Творчество "старших" символистов. К. Д. Бальмонт, Ф. Сологуб, А. М. Добролюбов

Самым ярким выразителем импрессионистической стихии в раннем русском символизме был Константин Дмитриевич Бальмонт (1867–1942), поэзия которого оказала огромное воздействие на русскую поэтическую культуру начала века. В течение десятилетия, вспоминал Брюсов, Бальмонт "нераздельно царил над русской поэзией". В 1890-х годах вышли сборники его стихотворений: "Под северным небом" (1894), "В безбрежности" (1895), "Тишина" (1897); в 1900-е годы, в период творческого взлета, – "Горящие здания" (1900), "Будем как солнце" (1903), "Только любовь" (1903). Лирика Бальмонта была глубоко субъективистской и эстетизированной:

Вдали от Земли, беспокойной и мглистой,

В пределах бездонной, немой чистоты

Я выстроил замок воздушно-лучистый,

Воздушно-лучистый Дворец Красоты.

Бальмонт был занят, по словам Блока, "исключительно самим собой", поэта влекли лишь мимолетные чувствования лирического "Я". И жизнь, и поэзия для него – импровизация, непреднамеренная произвольная игра. В его поэзии впечатления внешнего мира прихотливо связываются только единством настроения, всякие логические связи между ними разорваны:

Неясная радуга. Звезда отдаленная.

Долина и облако. И грусть неизбежная...

В стихотворении "Как я пишу стихи" (1903) Бальмонт так раскрывает природу творческого акта художника:

Рождается внезапная строка,

За ней встает немедленно другая,

Мелькает третья, ей издалека

Четвертая смеется, набегая.

Записи для определения положения
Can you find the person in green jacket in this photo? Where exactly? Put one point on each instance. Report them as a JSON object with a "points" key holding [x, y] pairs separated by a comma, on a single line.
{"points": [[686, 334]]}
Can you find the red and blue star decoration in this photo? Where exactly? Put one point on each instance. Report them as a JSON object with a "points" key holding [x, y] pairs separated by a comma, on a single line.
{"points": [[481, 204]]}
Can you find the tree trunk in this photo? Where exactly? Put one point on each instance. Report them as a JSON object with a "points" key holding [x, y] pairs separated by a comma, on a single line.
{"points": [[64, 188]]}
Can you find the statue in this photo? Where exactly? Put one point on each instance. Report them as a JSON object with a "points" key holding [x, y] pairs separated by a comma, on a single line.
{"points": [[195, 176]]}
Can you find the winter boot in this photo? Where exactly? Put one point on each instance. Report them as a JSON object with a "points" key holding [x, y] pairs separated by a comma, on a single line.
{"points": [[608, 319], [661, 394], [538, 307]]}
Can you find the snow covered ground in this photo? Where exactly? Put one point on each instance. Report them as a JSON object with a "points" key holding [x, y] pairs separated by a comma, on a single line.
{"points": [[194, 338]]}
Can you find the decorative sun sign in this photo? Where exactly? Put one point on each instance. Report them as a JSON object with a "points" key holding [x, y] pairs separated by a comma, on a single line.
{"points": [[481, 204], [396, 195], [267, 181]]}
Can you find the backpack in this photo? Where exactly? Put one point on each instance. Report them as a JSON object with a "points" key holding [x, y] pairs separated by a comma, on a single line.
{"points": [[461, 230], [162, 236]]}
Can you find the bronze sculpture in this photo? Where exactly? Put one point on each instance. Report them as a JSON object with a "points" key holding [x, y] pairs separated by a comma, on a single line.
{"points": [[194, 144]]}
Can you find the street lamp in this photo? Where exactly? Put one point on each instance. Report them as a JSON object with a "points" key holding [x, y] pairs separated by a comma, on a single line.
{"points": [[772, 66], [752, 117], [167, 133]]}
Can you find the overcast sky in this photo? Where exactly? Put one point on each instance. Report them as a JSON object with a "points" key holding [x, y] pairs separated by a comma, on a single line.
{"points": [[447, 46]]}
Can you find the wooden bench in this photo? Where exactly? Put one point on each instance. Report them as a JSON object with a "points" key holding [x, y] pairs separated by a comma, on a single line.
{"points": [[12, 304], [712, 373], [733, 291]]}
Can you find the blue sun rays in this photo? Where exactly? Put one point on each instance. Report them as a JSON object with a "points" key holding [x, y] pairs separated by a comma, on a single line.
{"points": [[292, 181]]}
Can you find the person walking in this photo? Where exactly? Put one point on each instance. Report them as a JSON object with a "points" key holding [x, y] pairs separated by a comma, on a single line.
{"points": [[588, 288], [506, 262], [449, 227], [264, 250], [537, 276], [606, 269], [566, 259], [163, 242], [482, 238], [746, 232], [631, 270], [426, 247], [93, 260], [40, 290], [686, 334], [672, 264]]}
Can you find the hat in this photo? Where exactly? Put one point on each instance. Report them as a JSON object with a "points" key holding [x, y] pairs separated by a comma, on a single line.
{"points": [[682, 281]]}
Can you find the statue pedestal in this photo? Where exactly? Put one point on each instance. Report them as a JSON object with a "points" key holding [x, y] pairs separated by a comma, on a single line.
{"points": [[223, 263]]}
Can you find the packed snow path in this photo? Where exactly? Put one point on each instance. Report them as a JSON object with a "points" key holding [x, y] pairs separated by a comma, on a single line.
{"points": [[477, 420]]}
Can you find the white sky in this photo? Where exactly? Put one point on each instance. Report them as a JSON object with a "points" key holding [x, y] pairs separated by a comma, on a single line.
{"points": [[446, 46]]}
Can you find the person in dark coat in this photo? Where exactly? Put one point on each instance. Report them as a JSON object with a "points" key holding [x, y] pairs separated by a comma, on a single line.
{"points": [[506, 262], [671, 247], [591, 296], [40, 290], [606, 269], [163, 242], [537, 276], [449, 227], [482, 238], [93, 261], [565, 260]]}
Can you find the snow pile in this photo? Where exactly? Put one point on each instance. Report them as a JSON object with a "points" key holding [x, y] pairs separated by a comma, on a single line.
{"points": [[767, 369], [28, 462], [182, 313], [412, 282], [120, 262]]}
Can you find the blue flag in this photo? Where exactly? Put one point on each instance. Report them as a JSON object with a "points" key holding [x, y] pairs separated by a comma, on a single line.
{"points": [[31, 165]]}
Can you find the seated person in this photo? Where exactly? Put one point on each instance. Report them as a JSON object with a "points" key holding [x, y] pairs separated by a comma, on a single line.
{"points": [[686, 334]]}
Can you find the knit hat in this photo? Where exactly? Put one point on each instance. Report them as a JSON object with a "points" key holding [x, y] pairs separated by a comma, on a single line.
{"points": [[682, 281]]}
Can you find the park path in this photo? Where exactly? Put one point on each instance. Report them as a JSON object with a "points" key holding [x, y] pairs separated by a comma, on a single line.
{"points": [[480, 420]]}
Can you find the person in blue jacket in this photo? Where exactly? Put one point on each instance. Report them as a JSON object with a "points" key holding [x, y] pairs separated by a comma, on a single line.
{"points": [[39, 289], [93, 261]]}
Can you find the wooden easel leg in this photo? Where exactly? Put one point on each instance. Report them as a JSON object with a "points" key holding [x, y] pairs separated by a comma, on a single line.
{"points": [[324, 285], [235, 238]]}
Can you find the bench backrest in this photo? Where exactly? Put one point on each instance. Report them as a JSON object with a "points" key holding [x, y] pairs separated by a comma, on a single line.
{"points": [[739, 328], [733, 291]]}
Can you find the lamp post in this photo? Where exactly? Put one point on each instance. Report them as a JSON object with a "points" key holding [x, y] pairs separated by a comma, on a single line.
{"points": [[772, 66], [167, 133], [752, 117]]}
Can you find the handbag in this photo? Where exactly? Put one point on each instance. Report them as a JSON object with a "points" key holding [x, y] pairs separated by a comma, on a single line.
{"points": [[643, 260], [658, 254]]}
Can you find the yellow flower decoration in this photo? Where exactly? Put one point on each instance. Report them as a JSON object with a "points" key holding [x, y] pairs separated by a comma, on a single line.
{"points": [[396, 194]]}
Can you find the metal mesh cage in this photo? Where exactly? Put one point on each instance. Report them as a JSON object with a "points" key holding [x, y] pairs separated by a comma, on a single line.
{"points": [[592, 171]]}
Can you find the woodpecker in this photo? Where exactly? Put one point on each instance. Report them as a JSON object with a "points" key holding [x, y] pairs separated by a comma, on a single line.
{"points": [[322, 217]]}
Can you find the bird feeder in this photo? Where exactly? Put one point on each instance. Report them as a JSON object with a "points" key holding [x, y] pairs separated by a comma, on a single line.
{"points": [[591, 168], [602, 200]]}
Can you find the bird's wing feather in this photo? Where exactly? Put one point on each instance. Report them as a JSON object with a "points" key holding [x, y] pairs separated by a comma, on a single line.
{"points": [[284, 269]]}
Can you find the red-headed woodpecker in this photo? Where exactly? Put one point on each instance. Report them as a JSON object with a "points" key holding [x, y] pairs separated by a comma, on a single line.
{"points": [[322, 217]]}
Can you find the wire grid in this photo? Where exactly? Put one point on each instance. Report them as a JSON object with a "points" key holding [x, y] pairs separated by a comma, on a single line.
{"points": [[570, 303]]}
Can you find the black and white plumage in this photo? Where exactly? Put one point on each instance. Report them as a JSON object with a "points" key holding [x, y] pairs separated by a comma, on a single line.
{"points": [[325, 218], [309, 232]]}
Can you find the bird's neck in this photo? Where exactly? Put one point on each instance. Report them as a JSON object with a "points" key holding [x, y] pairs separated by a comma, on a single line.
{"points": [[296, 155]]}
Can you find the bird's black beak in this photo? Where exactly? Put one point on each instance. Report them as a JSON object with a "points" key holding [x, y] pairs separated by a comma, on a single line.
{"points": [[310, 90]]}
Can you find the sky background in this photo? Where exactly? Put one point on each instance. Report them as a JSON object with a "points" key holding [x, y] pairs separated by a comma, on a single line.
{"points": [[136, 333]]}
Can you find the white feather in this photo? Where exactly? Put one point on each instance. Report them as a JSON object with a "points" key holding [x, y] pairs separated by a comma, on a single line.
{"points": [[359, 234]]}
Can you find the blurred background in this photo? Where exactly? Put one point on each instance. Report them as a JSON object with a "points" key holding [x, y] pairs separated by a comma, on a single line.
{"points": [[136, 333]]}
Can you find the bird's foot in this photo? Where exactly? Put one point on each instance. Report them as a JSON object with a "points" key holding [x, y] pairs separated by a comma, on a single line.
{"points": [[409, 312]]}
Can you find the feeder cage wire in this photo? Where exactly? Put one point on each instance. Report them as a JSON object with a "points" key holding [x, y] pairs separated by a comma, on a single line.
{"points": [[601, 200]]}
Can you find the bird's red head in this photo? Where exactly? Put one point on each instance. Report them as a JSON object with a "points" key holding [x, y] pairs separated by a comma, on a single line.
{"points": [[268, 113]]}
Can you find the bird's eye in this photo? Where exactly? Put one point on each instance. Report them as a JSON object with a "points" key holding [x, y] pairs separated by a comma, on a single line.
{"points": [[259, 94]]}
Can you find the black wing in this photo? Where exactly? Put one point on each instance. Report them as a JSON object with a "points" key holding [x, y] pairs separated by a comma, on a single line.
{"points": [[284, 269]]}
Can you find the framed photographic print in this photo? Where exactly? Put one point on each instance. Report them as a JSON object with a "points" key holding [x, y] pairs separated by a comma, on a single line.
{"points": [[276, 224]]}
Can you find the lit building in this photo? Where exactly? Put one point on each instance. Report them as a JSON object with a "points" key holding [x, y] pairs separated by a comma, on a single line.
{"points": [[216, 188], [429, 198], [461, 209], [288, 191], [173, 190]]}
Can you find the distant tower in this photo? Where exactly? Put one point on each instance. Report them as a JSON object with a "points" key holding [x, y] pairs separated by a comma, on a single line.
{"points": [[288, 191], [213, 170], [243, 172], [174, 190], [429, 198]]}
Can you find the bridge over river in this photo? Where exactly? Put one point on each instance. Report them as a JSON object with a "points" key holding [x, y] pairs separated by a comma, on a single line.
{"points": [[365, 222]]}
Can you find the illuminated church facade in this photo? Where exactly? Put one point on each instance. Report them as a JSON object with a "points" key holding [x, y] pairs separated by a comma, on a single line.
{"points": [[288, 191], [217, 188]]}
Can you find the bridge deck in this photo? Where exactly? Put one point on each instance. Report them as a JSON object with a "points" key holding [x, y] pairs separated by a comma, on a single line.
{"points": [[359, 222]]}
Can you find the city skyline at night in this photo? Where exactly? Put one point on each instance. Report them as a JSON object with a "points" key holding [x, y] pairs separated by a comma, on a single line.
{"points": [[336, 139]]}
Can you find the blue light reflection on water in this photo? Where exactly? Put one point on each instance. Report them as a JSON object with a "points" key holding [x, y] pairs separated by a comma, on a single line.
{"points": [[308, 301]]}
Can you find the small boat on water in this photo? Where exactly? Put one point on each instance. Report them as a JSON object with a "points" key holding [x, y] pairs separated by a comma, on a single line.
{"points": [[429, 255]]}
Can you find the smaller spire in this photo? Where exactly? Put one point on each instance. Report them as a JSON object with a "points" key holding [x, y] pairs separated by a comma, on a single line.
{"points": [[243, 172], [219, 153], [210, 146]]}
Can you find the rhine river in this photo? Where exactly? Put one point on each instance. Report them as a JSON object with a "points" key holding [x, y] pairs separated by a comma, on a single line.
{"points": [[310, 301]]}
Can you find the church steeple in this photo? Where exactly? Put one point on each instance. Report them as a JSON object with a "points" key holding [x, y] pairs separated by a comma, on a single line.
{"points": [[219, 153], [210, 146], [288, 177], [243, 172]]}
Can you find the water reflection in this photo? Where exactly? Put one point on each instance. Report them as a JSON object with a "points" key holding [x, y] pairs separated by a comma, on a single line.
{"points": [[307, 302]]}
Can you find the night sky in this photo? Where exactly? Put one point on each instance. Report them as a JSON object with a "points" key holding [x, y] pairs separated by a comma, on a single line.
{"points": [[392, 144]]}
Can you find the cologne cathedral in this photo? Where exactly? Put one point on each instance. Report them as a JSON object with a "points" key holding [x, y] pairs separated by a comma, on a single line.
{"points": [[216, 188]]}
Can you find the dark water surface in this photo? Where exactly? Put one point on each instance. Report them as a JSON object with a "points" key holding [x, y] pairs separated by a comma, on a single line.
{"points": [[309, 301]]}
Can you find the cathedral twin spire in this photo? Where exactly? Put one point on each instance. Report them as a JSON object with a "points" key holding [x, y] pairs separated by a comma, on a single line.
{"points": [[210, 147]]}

УСЛОВИЯ УПРАЖНЕНИЯ →
**a)** Назовите все сборники стихотворений Бальмонта, которые, согласно тексту о творчестве «старших» символистов, вышли в 1900-е годы. Укажите годы их выхода.
**b)** Допишите следующую часть текста о творчестве «старших» символистов, начиная сразу после его последней строки.

ОТВЕТЫ ПО ПОРЯДКУ →
**a)** «Горящие здания» (1900), «Будем как солнце» (1903), «Только любовь» (1903).

**b)**
И пятая, и после, и потом,

Откуда, сколько – я и сам не знаю,

Но я не размышляю над стихом

И право, никогда – не сочиняю.

Каждое впечатление значимо и ценно для поэта само по себе, смена их определена какой-то внутренней, но логически необъяснимой ассоциативной связью. Ассоциация рождает и смену поэтических образов в стихах Бальмонта, которые неожиданно возникают один за другим; ею определяется структура целых поэтических циклов, в которых каждое стихотворение представляет лишь ассоциативную вариацию одной темы, даже одного настроения поэта. Впечатления от предмета, точнее, – от его качества, субъективно воспринятого поэтом, являются читателю в лирике Бальмонта в многообразии эпитетов, сравнений, развернутых определений, метафоричности стиля. Сам предмет расплывается

в многоцветности, нюансах, опенках его чувственного восприятия[1].

В основе поэтики Бальмонта – философия возникшего и безвозвратно ушедшего неповторимого мгновения, в котором выразилось единственное и неповторимое душевное состояние художника. В этом отношении Бальмонт был самым субъективным поэтом раннего символизма. В отъединении от мира "как воплощения всего серого, пошлого, слабого, рабского, что противоречит истинной природе человека"[2] и уединенности поэт видит высший закон творчества:

Я ненавижу человечество,

Я от него бегу спеша.

Мое единое отечество –

Моя пустынная душа.

("Я ненавижу человечество...")

Или:

Я не знаю мудрости, годной для других,

Только мимолетности я влагаю в стих.

В каждой мимолетности вижу я миры,

Полные изменчивой радужной игры.

("Я не маю мудрости...")

Суть такого импрессионизма в поэзии определил Брюсов, говоря о творчестве И. Анненского как стремлении художника все изобразить "не таким, как он это знает, но таким, каким ему это кажется, притом кажется именно сейчас, в данный миг"[3].

Этим отличались и переводы Бальмонтом песен древних народов, произведений Кальдерона и других европейских и восточных поэтов. О переводах Бальмонта остроумно сказал И. Эренбург: "Как в любовных стихах он восхищался не женщинами, которым посвящал стихи, а своим чувством, – так, переводя других поэтов, он упивался тембром своего голоса"[4].

Подчиняя все передаче оттенков ощущений, через которые раскрываются качества предмета, Бальмонт огромное значение придавал мелодике и музыкальной структуре стиха.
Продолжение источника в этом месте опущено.